§ **Task list**
• 1. Answer these questions about the article below:
(a) Which court delivered the 2008 comments that the article recalls?
(b) On what basis did the High Court and Court of Appeal grant relief in the Yeoman's Row case?
(c) According to the academic comment after Khaliq, what liability have other European systems created?
• 2. Return, word for word, the passage of the article starting at "That need for" and ending at "as misrepresentation apart).".

+++ Document +++

Although discussions of legal and equitable principles can become bogged down in analytical debate, it seems plain that the Melville Monument type of liability, as discussed by Lord Cullen, is grounded firmly in what is perceived to be an unfair result. The word “unconscionable” rears its head. Founding, or even expanding, a basis of liability on the notion that one particular set of circumstances gives rise to a result which the courts see as unfair is, at the very least, capable of opening up much wider discussion. Many situations arise where a particular viewer of the situation – whether a judicial decision-maker or otherwise – will look at the result and feel it is “unfair”. The word “unconscionable” may even be appropriate. Nevertheless the law requires to provide an element of certainty, especially in business dealings.
That need for certainty has been often stressed. Any approach which seeks to find exceptions based on individual unfairness risks upsetting that certainty and making the predictability of commercial life that much poorer. Indeed there is an argument that parties who are engaging in contractual discussions must be taken to know that unless and until their contract reaches a conclusion – the requirements for which they are deemed to know – there will be no liability (recognised concepts such as misrepresentation apart).
It is perhaps interesting that in the immediate academic comment in the aftermath of Khaliq, the reference to Scotland being left behind in the dark alleyway is based on the proposition that other European systems have created a liability for “bad faith” breaking off of contractual negotiations. The issue of any imposition of a “good faith” obligation, in pre-contractual negotiations or elsewhere, is an enduring topic of legal and academic debate which is beyond the scope of this article. It does however go to suggest the true underlying nature of the objection to the dismantling of Melville Monument liability.
While individual claimants might lament its passing, it is equally possible that business users generally would find it easier to know where they stand without it.
A sideways glance at England
While the analogy is not precise, in the context of a discussion on the place of “fairness” in contractual matters it may be worth reminding readers of comments in the House of Lords in 2008 (Yeoman’s Row Management Ltd v Cobbe  UKHL 55). In that case parties had reached an oral “agreement in principle” on the sale of land, following which one of the parties pursued an application for planning permission for residential development on that land. Much money was spent and the desired-for planning permission – of considerable value – obtained. That having been done, the landowner declined to proceed with a “formal” contract to follow upon the oral one. The developer, considerably aggrieved with that course of action, sued.
Lord Scott, delivering the leading judgment, examined the possible bases of claim which might be available in English law to the aggrieved party, ranging from proprietary estoppel through constructive trust and unjust enrichment to a quantum meruit and even the tort of deceit. The High Court and Court of Appeal granted relief based on proprietary estoppel. However the analysis in the Lords demonstrated that, in effect, what had been done was that the rules of that particular remedy had simply been bent to meet what those courts saw as the “unconscionability” of the landowner’s conduct (see para 16).

+++ Dataset extract +++

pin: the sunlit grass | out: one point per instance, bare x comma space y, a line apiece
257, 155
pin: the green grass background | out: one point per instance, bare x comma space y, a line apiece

+++

§ **Results in order**
• 1.
(a) The House of Lords.
(b) Proprietary estoppel.
(c) A liability for "bad faith" breaking off of contractual negotiations.

• 2.
That need for certainty has been often stressed. Any approach which seeks to find exceptions based on individual unfairness risks upsetting that certainty and making the predictability of commercial life that much poorer. Indeed there is an argument that parties who are engaging in contractual discussions must be taken to know that unless and until their contract reaches a conclusion – the requirements for which they are deemed to know – there will be no liability (recognised concepts such as misrepresentation apart).